— Begin —

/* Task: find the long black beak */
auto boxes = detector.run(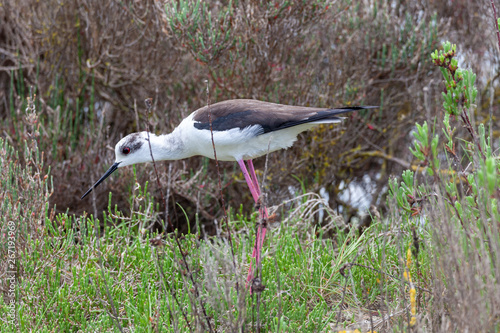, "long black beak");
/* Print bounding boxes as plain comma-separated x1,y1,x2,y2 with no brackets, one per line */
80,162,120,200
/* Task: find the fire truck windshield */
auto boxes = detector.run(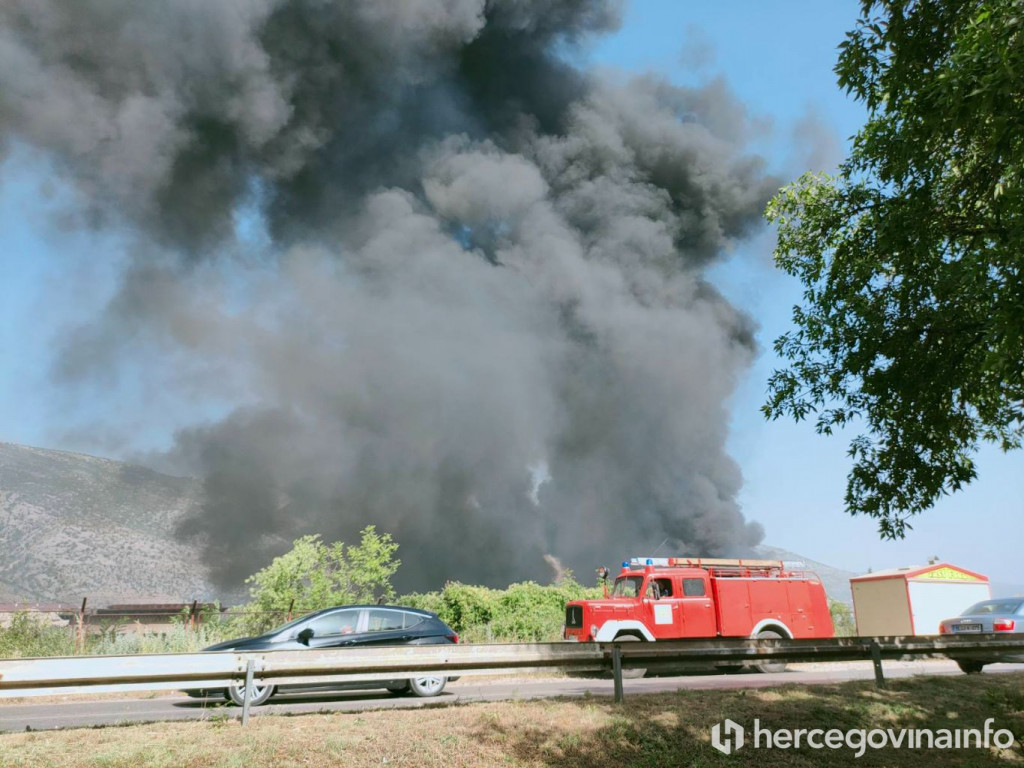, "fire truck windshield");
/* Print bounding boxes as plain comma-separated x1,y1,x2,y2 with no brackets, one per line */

— End —

▶ [EXERCISE OBJECTIVE]
Select every line of the material that contains the word "find", and copy each such line in full.

▶ [TASK SOLUTION]
/* Task: find the long black beak */
/* Task: find the fire truck windshield */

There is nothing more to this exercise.